** Opening TASK MATERIAL block **

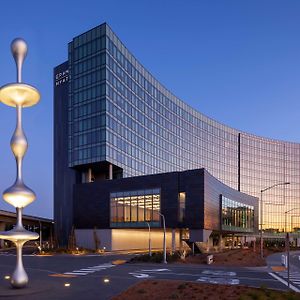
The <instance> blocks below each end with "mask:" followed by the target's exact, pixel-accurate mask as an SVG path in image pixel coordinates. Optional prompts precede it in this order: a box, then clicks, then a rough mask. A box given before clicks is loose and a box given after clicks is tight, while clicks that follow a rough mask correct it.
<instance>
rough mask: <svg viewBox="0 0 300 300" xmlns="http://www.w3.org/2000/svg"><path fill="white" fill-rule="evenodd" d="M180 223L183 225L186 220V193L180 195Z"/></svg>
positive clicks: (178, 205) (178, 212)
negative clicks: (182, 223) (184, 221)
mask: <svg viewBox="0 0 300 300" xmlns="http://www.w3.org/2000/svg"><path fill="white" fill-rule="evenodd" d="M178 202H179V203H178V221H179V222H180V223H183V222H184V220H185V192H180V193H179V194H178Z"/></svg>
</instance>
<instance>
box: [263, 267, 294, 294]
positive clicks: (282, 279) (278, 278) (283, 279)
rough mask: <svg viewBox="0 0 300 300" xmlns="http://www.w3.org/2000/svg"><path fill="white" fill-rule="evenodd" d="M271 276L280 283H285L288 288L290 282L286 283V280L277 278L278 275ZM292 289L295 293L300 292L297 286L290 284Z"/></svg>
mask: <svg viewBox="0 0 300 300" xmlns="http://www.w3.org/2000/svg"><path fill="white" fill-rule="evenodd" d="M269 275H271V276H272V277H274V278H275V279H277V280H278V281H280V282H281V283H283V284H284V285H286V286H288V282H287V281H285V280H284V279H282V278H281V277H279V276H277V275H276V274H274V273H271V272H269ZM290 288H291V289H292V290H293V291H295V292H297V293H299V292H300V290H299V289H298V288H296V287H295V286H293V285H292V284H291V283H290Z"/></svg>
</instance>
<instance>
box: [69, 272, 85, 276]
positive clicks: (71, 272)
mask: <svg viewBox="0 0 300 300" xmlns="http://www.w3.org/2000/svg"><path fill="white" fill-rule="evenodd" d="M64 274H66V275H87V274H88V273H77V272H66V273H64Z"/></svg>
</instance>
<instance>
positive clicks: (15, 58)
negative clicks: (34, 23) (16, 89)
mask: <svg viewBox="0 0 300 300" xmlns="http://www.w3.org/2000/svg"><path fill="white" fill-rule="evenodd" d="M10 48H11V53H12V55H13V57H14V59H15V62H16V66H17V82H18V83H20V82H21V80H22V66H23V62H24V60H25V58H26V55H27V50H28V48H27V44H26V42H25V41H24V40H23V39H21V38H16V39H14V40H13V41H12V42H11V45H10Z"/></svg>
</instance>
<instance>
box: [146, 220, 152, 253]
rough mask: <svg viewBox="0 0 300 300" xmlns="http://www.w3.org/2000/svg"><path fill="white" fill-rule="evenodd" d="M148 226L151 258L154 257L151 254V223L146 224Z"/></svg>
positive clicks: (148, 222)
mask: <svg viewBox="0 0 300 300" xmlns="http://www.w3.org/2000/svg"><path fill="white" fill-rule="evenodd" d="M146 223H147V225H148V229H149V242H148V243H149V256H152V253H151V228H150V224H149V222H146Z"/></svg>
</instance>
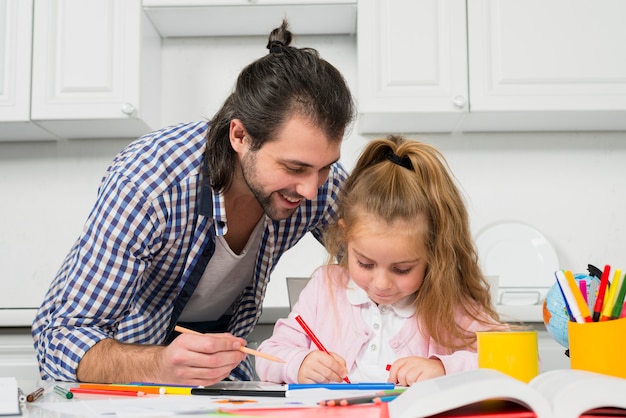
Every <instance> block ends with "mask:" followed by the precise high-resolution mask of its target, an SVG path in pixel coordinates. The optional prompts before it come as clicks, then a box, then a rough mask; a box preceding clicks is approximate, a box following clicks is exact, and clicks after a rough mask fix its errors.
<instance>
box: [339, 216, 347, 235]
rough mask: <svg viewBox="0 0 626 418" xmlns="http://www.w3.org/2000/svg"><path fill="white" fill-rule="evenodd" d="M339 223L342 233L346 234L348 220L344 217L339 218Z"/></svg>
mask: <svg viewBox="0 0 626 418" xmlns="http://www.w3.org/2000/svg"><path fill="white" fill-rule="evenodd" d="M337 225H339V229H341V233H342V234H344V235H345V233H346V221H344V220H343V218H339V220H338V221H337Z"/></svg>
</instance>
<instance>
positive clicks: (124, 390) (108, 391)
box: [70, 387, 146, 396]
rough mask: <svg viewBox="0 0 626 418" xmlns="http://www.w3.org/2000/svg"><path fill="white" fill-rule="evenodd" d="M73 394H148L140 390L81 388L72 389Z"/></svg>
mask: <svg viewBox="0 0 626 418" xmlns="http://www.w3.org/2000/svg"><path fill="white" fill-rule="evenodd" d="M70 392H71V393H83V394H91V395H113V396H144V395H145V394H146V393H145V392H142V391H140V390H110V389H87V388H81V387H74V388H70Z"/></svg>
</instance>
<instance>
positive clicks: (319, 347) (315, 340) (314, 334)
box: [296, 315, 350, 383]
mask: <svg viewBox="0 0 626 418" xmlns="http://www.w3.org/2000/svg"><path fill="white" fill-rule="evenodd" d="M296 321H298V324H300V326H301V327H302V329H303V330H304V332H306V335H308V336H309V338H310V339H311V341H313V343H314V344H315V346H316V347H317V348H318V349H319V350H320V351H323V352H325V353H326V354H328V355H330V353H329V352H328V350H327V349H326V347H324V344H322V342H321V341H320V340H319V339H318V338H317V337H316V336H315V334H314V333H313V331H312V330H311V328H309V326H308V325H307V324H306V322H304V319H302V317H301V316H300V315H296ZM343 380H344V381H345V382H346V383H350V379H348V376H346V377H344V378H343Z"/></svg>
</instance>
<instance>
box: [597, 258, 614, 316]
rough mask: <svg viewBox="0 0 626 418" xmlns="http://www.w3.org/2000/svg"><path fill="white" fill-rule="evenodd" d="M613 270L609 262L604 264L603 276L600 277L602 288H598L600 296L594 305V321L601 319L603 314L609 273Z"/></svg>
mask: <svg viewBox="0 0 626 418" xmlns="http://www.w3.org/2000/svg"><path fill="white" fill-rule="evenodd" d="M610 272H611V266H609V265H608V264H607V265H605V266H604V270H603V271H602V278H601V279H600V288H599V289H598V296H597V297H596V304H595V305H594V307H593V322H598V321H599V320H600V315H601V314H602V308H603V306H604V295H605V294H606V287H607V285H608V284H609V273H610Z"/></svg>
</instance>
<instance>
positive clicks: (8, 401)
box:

** Closing TASK MATERIAL block **

▸ ACTIVITY
Please return every line in the data that includes the string "exact".

▸ FINISHED EXERCISE
The <instance> blocks below each end with "mask:" followed by the target's exact, pixel-accurate mask as an SVG path in image pixel coordinates. Optional prompts precede it in this order: a box, then clicks, then a rough mask. A box given before clicks is loose and a box given after clicks is tight, while clicks that follow a rough mask correct it.
Every <instance> block ends with "mask:" followed by the precise high-resolution mask of its target, an SVG path in pixel coordinates. The optional prompts before it come as clicks, then a box, then a rough mask; a box preceding clicks is approximate, a box following clicks is exact, and clicks after a rough mask fix its errors.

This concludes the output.